# Text shown

A Perlisism for Identifiers: Delay Binding

Inference based on semantic retrieval is more robust than inference based on syntactic parsing.

identifiers should be as dumb as possible – in other words, should include as little metadata as possible about the thing being identified, leaving all information to be retrieved from metadata repositories rather than inferred from the identifier itself. People always want to infer meaning, and will often try to teach machines to do the same. The problem is that apparent meaning in the structure of an identifier is all too often misleading…1

In order to be authoritative, identifiers should be assigned as early as practicable in the creation process, but minting is not binding.

Functions delay binding; data structures induce binding. Moral: Structure data late in the programming process.2

Identifier resolution delays binding; identifier structures induce binding. Moral: Structure identifiers late (or never) in the minting process.

# Task objective
Answer these from the piece on identifiers and delay binding:
(a) Inference based on semantic retrieval is called more robust than inference based on what?
(b) When should identifiers be assigned in order to be authoritative?
(c) What do data structures induce?
The listing that comes next isn't needed for anything here.

# Entries
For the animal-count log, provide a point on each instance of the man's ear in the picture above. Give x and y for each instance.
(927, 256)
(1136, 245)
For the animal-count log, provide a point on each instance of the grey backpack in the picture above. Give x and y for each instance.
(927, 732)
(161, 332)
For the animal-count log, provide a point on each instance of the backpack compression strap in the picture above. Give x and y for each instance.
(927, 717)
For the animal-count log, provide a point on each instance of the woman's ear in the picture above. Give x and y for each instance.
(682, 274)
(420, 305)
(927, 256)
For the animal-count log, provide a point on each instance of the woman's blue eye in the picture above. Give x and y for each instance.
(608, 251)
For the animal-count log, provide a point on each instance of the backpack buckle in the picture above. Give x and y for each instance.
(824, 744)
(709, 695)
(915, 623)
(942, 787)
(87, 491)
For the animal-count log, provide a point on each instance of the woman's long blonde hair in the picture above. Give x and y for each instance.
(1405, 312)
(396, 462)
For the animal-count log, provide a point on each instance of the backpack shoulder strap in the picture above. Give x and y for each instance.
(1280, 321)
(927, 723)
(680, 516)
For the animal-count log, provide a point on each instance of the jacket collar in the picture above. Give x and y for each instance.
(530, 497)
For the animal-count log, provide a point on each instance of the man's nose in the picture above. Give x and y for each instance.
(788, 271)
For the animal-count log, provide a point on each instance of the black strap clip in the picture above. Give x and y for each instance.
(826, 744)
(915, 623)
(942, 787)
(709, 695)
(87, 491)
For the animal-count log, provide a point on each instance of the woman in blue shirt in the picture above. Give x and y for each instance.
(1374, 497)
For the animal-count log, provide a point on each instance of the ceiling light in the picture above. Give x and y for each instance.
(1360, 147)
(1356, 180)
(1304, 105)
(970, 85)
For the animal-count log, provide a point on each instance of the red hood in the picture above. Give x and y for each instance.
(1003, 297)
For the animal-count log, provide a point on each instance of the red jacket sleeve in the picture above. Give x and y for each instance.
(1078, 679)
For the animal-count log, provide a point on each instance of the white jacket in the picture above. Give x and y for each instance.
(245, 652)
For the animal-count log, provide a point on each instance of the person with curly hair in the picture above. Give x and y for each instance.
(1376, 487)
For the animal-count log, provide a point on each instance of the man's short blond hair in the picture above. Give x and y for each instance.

# Expected answer
(a) Syntactic parsing.
(b) As early as practicable in the creation process.
(c) Binding.